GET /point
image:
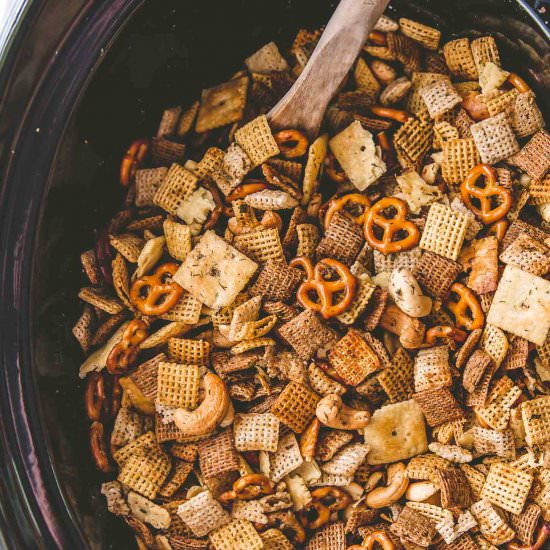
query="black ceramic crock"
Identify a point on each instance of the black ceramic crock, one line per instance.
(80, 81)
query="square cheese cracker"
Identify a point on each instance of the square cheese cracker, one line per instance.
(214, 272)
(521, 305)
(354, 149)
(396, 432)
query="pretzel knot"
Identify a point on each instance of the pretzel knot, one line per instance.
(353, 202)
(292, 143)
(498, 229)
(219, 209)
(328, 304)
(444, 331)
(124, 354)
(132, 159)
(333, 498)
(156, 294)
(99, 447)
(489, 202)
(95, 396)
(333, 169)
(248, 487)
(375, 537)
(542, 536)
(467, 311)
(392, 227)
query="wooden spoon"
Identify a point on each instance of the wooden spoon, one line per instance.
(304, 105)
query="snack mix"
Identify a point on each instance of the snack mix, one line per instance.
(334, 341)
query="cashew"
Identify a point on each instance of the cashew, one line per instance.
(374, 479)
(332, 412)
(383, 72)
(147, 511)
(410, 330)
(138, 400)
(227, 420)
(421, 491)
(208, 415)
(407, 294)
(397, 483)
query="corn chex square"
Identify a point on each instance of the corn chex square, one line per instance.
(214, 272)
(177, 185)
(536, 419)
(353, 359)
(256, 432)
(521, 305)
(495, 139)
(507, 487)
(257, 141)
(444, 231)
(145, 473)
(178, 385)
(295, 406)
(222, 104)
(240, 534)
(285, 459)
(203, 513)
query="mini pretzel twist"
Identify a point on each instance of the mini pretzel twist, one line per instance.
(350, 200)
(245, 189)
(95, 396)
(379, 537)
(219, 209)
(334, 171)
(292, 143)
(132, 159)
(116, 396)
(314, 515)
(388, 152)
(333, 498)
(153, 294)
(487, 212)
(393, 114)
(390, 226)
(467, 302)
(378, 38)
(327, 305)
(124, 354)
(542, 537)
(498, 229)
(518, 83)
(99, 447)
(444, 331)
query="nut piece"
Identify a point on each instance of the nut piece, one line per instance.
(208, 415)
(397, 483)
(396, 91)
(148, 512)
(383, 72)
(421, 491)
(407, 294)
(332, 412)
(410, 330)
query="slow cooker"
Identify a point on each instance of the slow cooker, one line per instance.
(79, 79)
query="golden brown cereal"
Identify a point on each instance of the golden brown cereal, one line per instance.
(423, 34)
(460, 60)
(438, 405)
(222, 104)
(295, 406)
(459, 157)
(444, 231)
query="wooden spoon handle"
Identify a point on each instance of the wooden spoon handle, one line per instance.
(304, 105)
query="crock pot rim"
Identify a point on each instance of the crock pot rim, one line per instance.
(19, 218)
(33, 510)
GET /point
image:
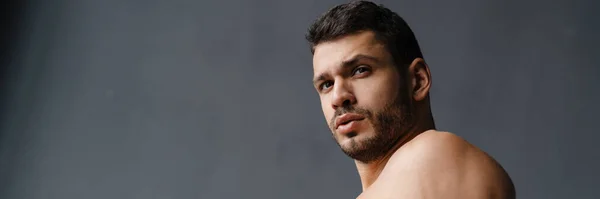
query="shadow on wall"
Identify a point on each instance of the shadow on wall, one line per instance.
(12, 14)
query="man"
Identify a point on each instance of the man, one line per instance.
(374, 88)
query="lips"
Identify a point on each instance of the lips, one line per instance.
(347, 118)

Description of the task: Return the listing above word for word, with the pictures removed.

Solution to this exercise:
GET /point
image:
query="black ceramic crock"
Identify a point on each instance of the black ceramic crock, one line per instance.
(80, 81)
query="square cheese cracker"
Identify a point on each instance of the square cheese cracker, one line per instance.
(214, 272)
(521, 305)
(354, 149)
(396, 432)
query="pretzel knot"
Identify a point on each instance of the pretzel knot, one line per instance.
(353, 202)
(292, 143)
(498, 229)
(219, 209)
(328, 304)
(444, 331)
(124, 354)
(132, 159)
(333, 498)
(156, 294)
(99, 447)
(489, 202)
(95, 396)
(333, 169)
(248, 487)
(375, 537)
(542, 536)
(467, 311)
(392, 227)
query="wooden spoon"
Identify a point on each instance of the wooden spoon, one line per instance.
(304, 105)
query="snack mix"
Identify a point on each instance of the snack mix, one line per instance.
(334, 341)
query="cashew"
Identify a point on each instance of the cashew, one line per instance.
(374, 479)
(332, 412)
(383, 72)
(147, 511)
(410, 330)
(138, 400)
(227, 420)
(421, 491)
(208, 415)
(407, 294)
(397, 483)
query="corn chex square"
Identify a point on each instance of the corn chex square, one line per instance.
(214, 272)
(177, 185)
(536, 419)
(353, 359)
(256, 432)
(521, 305)
(495, 139)
(507, 487)
(257, 141)
(444, 231)
(145, 473)
(178, 385)
(295, 406)
(222, 104)
(240, 534)
(285, 459)
(203, 513)
query="mini pretzel twist"
Identify a point on each instance of the mini pretzel twist, one line per instance.
(350, 200)
(245, 189)
(95, 396)
(379, 537)
(219, 209)
(334, 171)
(292, 143)
(132, 159)
(116, 396)
(314, 515)
(388, 152)
(333, 498)
(153, 294)
(487, 212)
(393, 114)
(390, 226)
(467, 302)
(378, 38)
(327, 305)
(124, 354)
(542, 537)
(498, 229)
(518, 83)
(99, 447)
(444, 331)
query="nut piece"
Identify a point on each instance of the nut piece, one line per instance.
(208, 415)
(397, 483)
(396, 91)
(148, 512)
(383, 72)
(421, 491)
(407, 294)
(332, 412)
(410, 330)
query="slow cooker"
Identify a point on each instance of the slow cooker, one line per instance.
(79, 79)
query="golden brown cereal"
Identify a point on each instance of the golden brown cereal, one line per instance.
(423, 34)
(460, 60)
(438, 405)
(222, 104)
(295, 406)
(459, 157)
(444, 231)
query="wooden spoon handle"
Identify a point on each instance of the wooden spoon handle, one line per instance.
(304, 105)
query="crock pot rim"
Identify a point on each instance of the crock pot rim, one line per instance.
(19, 218)
(33, 510)
GET /point
image:
query="shadow on wall"
Identify a point on each instance of the shadow on wall, one line per instance.
(12, 14)
query="man"
Identify a point on each instance of the man, one line per instance.
(374, 88)
query="lips"
Identify a point on each instance of the lips, one line per instance.
(347, 118)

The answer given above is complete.